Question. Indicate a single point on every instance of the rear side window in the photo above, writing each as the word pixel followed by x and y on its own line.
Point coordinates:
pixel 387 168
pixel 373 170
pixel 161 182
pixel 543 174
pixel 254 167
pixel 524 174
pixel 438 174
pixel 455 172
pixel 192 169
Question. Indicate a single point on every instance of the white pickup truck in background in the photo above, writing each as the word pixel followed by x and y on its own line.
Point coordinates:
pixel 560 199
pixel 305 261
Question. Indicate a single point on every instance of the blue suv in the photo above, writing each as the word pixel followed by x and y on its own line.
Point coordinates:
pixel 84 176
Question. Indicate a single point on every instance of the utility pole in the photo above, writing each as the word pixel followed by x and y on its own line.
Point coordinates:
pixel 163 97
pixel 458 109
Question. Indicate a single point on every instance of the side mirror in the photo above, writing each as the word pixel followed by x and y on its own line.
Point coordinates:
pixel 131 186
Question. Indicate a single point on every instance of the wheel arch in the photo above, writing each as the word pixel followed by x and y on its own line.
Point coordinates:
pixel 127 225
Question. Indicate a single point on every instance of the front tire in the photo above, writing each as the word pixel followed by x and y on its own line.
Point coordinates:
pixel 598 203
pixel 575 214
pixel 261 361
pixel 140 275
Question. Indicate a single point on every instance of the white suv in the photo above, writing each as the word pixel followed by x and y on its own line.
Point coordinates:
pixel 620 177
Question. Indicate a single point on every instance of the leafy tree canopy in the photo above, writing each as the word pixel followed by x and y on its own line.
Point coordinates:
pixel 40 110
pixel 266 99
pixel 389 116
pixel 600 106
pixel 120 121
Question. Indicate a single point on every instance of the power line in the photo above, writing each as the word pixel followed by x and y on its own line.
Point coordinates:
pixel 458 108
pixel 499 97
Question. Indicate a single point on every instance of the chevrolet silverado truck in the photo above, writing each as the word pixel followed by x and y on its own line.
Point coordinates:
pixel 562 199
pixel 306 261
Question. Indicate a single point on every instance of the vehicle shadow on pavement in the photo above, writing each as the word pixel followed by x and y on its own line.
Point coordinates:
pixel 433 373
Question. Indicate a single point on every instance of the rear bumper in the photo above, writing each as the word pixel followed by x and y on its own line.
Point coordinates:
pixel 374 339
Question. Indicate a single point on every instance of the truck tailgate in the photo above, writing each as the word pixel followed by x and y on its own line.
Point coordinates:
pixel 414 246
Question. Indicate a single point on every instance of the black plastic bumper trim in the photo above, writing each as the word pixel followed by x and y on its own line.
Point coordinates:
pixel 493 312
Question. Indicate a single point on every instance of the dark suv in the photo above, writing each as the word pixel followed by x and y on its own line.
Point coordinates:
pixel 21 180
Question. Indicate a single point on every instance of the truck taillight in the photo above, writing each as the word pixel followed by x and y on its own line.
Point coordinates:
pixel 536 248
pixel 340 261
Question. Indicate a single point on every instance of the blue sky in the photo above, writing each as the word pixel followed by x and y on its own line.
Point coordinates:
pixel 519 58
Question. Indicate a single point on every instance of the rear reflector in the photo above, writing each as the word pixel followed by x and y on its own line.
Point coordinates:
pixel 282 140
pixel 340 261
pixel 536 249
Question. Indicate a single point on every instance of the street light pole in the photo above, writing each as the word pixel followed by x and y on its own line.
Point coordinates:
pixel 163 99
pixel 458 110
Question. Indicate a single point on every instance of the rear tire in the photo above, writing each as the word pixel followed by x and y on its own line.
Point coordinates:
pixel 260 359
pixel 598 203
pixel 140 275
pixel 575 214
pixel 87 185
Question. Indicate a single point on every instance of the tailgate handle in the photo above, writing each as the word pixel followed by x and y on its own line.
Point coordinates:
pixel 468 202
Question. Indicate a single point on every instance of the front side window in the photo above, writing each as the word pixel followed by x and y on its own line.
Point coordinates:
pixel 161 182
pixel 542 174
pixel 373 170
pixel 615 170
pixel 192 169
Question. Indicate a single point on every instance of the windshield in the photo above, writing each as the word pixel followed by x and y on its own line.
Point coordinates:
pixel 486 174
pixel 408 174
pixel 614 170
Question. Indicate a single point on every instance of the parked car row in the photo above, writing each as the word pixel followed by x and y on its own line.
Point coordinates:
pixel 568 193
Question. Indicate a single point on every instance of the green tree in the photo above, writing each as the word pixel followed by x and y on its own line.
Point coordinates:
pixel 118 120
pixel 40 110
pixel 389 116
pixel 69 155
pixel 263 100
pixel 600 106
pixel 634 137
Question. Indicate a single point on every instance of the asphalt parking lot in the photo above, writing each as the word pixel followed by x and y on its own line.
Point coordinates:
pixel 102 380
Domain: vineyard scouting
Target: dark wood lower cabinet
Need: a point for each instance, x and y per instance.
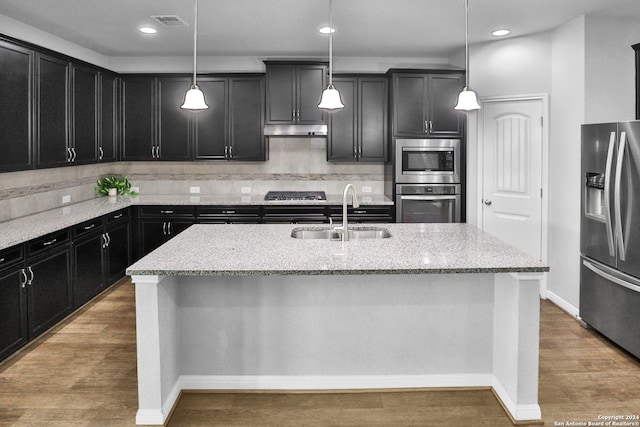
(88, 271)
(13, 310)
(50, 294)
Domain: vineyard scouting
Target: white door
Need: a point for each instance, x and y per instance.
(511, 162)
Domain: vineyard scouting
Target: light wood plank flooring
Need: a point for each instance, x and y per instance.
(83, 373)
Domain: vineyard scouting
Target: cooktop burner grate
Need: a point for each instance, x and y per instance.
(295, 195)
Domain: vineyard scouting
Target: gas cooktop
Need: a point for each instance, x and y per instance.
(295, 195)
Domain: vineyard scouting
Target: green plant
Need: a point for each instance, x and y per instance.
(121, 184)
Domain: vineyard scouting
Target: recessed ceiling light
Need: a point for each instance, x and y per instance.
(326, 30)
(147, 30)
(501, 32)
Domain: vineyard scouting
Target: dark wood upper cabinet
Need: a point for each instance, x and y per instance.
(422, 104)
(293, 92)
(232, 127)
(358, 132)
(52, 116)
(84, 118)
(246, 118)
(108, 123)
(16, 89)
(211, 124)
(138, 134)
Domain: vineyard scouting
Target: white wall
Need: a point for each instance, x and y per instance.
(567, 108)
(610, 69)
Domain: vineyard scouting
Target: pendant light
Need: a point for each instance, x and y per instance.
(194, 98)
(330, 99)
(467, 99)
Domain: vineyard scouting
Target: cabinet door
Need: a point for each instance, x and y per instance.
(409, 105)
(84, 118)
(281, 94)
(246, 109)
(13, 311)
(310, 84)
(118, 252)
(174, 122)
(372, 120)
(342, 141)
(211, 124)
(138, 123)
(16, 65)
(52, 118)
(88, 278)
(443, 119)
(50, 296)
(155, 232)
(108, 135)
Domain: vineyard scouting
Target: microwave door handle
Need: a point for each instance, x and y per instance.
(428, 197)
(607, 194)
(616, 196)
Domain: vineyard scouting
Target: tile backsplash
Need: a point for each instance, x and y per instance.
(294, 164)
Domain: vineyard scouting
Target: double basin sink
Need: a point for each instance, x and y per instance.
(328, 233)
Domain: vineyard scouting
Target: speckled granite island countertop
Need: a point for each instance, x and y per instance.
(267, 249)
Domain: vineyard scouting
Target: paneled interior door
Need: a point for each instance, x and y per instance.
(512, 172)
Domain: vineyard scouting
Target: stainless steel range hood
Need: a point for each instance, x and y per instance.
(295, 130)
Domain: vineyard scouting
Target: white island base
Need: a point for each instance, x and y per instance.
(337, 332)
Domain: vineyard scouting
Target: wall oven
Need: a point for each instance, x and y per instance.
(428, 203)
(427, 161)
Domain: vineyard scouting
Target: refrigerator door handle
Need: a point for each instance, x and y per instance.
(611, 278)
(616, 196)
(607, 194)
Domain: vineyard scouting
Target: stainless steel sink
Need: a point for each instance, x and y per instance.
(326, 233)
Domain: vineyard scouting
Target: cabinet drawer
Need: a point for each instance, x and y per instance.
(173, 211)
(11, 256)
(88, 227)
(121, 215)
(228, 211)
(47, 242)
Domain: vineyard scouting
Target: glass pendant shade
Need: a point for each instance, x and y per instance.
(194, 99)
(330, 99)
(467, 100)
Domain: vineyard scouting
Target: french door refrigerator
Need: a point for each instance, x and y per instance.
(610, 232)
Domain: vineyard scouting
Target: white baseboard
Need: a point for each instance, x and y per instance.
(340, 382)
(529, 412)
(150, 417)
(564, 304)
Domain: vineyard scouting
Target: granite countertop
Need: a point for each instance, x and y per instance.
(23, 229)
(268, 249)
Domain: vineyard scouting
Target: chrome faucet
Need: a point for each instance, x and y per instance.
(354, 201)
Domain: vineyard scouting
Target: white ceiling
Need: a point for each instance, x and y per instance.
(280, 28)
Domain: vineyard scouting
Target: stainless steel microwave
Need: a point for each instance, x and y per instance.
(427, 161)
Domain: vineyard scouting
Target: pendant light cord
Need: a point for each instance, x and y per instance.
(331, 43)
(466, 40)
(195, 39)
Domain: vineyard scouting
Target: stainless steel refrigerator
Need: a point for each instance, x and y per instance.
(610, 232)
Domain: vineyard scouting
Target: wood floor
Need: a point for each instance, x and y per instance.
(83, 373)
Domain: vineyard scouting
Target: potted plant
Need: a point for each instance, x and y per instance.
(113, 186)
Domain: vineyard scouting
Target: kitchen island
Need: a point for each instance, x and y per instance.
(250, 307)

Instructions to follow -
Using the data above, extract exactly the lines from the one that holds "the rear tire" to the one that holds "the front side", both ends included, and no others.

Solution to this problem -
Question. Indicate a single point on every instance of the rear tire in the photo above, writing each as the word pixel followed by x and y on its own line.
Point coordinates:
pixel 260 359
pixel 598 203
pixel 140 275
pixel 575 214
pixel 87 185
Question. Indicate a single point on every instance of the tailgate handle in the photo above, writing each as the word pixel followed by x and y on its own line.
Point coordinates:
pixel 468 202
Question. Indicate a single point on every instance of the front side window in the photo above, writing each as the word pixel followed by x and y on its own line.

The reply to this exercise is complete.